→ **The problem**
Edit the data below so that every instance of "whereabouts" reads "where", changing nothing else, and leave the pictures out of your version.

====== Extracted material ======

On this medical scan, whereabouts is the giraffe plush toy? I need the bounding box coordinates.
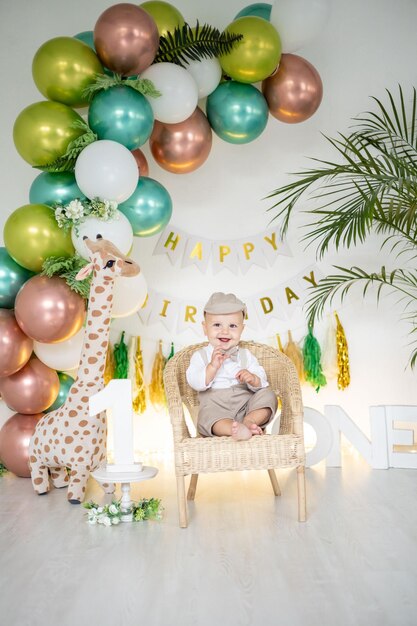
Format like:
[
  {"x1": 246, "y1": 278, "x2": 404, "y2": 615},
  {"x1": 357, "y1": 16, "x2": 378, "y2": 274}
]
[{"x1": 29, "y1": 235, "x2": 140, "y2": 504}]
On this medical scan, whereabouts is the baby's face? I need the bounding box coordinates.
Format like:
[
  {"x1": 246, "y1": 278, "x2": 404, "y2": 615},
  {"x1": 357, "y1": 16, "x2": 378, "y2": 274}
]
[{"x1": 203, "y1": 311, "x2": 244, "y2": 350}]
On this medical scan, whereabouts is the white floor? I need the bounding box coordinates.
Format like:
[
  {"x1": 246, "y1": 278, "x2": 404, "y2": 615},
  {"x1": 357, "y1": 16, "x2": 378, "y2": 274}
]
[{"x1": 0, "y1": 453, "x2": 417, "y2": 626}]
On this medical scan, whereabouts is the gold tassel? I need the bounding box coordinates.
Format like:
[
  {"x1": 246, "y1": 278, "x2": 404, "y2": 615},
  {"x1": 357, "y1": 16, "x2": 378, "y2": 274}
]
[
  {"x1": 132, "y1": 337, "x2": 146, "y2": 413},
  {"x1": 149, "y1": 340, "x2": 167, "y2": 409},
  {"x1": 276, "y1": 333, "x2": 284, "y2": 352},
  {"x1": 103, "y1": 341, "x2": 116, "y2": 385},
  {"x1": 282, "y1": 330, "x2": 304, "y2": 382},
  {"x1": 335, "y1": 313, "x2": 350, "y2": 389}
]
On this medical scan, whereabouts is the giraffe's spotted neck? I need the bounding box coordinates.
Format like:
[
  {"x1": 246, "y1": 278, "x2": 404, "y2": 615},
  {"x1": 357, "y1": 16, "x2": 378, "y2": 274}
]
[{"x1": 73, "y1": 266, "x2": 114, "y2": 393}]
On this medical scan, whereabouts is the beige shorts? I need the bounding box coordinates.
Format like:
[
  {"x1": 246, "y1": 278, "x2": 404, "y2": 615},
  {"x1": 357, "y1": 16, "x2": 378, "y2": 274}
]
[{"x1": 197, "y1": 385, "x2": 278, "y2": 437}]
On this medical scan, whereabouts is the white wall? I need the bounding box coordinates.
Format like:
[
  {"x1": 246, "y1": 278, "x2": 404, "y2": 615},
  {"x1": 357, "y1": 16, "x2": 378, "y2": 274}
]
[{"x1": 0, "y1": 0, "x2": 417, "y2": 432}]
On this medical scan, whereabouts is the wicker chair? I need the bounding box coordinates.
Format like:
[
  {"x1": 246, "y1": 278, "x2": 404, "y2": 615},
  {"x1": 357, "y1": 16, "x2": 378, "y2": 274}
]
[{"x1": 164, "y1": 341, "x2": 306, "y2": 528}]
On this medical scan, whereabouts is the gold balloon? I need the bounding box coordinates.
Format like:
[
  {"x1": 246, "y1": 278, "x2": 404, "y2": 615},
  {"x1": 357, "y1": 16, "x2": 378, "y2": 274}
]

======

→ **Output of the task**
On this medical scan, where is the giraffe plush toy? I need the bounding box coordinates.
Format like:
[
  {"x1": 246, "y1": 278, "x2": 404, "y2": 615},
  {"x1": 357, "y1": 16, "x2": 378, "y2": 274}
]
[{"x1": 29, "y1": 235, "x2": 140, "y2": 504}]
On this medical scan, where is the baby's face? I need the bounding box coordinates.
Format like:
[
  {"x1": 246, "y1": 278, "x2": 404, "y2": 615},
  {"x1": 357, "y1": 16, "x2": 378, "y2": 274}
]
[{"x1": 203, "y1": 311, "x2": 244, "y2": 350}]
On this medical scan, where is the white floor? I need the bounding box coordinates.
Format like:
[
  {"x1": 246, "y1": 278, "x2": 404, "y2": 615},
  {"x1": 357, "y1": 16, "x2": 378, "y2": 274}
]
[{"x1": 0, "y1": 453, "x2": 417, "y2": 626}]
On this medical scan, where is the gold tassel? I need the bounding box coordinates.
Format like:
[
  {"x1": 246, "y1": 278, "x2": 404, "y2": 615},
  {"x1": 357, "y1": 16, "x2": 378, "y2": 274}
]
[
  {"x1": 132, "y1": 337, "x2": 146, "y2": 413},
  {"x1": 149, "y1": 340, "x2": 167, "y2": 409},
  {"x1": 276, "y1": 333, "x2": 284, "y2": 352},
  {"x1": 103, "y1": 341, "x2": 116, "y2": 385},
  {"x1": 282, "y1": 330, "x2": 304, "y2": 382},
  {"x1": 335, "y1": 313, "x2": 350, "y2": 389}
]
On this medical scan, where is the giraffe's spotted neck? I need the bounding box coordinates.
Format like:
[
  {"x1": 246, "y1": 278, "x2": 404, "y2": 615},
  {"x1": 357, "y1": 16, "x2": 378, "y2": 274}
]
[{"x1": 73, "y1": 266, "x2": 114, "y2": 393}]
On this medical scan, where is the beige shorts? I need the bounding box coordinates.
Format like:
[
  {"x1": 246, "y1": 278, "x2": 404, "y2": 615},
  {"x1": 357, "y1": 16, "x2": 378, "y2": 274}
]
[{"x1": 197, "y1": 385, "x2": 278, "y2": 437}]
On this medical scan, where is the white wall? I need the bounding box coordinates.
Format like:
[
  {"x1": 246, "y1": 278, "x2": 404, "y2": 615},
  {"x1": 357, "y1": 16, "x2": 378, "y2": 274}
]
[{"x1": 0, "y1": 0, "x2": 417, "y2": 432}]
On this medical scan, where is the wicker chair? I need the bounding box coordinates.
Format like:
[
  {"x1": 246, "y1": 278, "x2": 404, "y2": 615},
  {"x1": 357, "y1": 16, "x2": 378, "y2": 274}
]
[{"x1": 164, "y1": 341, "x2": 306, "y2": 528}]
On this medical scan, where is the gold balloon? I need the bounding box coordinates.
Format like:
[
  {"x1": 246, "y1": 278, "x2": 404, "y2": 615},
  {"x1": 357, "y1": 16, "x2": 378, "y2": 274}
]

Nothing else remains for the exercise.